======== Input material

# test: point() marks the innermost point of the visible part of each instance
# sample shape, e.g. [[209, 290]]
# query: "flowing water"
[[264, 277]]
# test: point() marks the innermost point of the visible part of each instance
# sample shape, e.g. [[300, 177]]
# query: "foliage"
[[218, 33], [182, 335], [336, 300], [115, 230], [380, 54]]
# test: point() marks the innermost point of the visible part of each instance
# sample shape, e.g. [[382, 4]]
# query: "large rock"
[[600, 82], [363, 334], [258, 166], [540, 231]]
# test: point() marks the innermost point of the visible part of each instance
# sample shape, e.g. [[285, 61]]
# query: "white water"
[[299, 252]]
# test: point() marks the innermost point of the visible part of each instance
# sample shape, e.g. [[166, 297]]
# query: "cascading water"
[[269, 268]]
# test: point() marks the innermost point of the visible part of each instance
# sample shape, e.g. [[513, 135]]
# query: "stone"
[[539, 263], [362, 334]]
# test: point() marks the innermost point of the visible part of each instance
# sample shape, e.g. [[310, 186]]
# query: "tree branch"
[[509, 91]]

================
======== Input material

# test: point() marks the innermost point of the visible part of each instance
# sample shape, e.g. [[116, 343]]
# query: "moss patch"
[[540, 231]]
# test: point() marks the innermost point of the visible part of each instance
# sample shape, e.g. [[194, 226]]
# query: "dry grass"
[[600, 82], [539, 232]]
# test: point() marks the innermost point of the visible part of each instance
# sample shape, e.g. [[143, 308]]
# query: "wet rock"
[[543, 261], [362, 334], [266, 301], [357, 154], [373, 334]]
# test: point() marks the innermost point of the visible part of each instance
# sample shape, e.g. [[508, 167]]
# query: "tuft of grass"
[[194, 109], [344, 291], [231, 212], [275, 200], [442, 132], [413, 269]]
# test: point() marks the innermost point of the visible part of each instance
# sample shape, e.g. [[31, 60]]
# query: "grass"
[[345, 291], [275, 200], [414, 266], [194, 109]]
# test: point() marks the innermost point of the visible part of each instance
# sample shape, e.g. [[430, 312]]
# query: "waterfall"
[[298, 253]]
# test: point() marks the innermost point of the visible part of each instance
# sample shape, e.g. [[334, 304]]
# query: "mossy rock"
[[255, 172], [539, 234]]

================

### What to work on
Could you return exactly the lines above from the line with "# sample shape, e.g. [[300, 177]]" to the line with "# sample shape, e.g. [[382, 4]]", both included, and nothing else?

### Output of the exercise
# sample shape, e.g. [[300, 177]]
# query: "foliage"
[[218, 33], [182, 335], [336, 300], [115, 230], [380, 54]]
# test: point() marks the innermost point of the visible part of each instance
# sample shape, e.g. [[382, 4]]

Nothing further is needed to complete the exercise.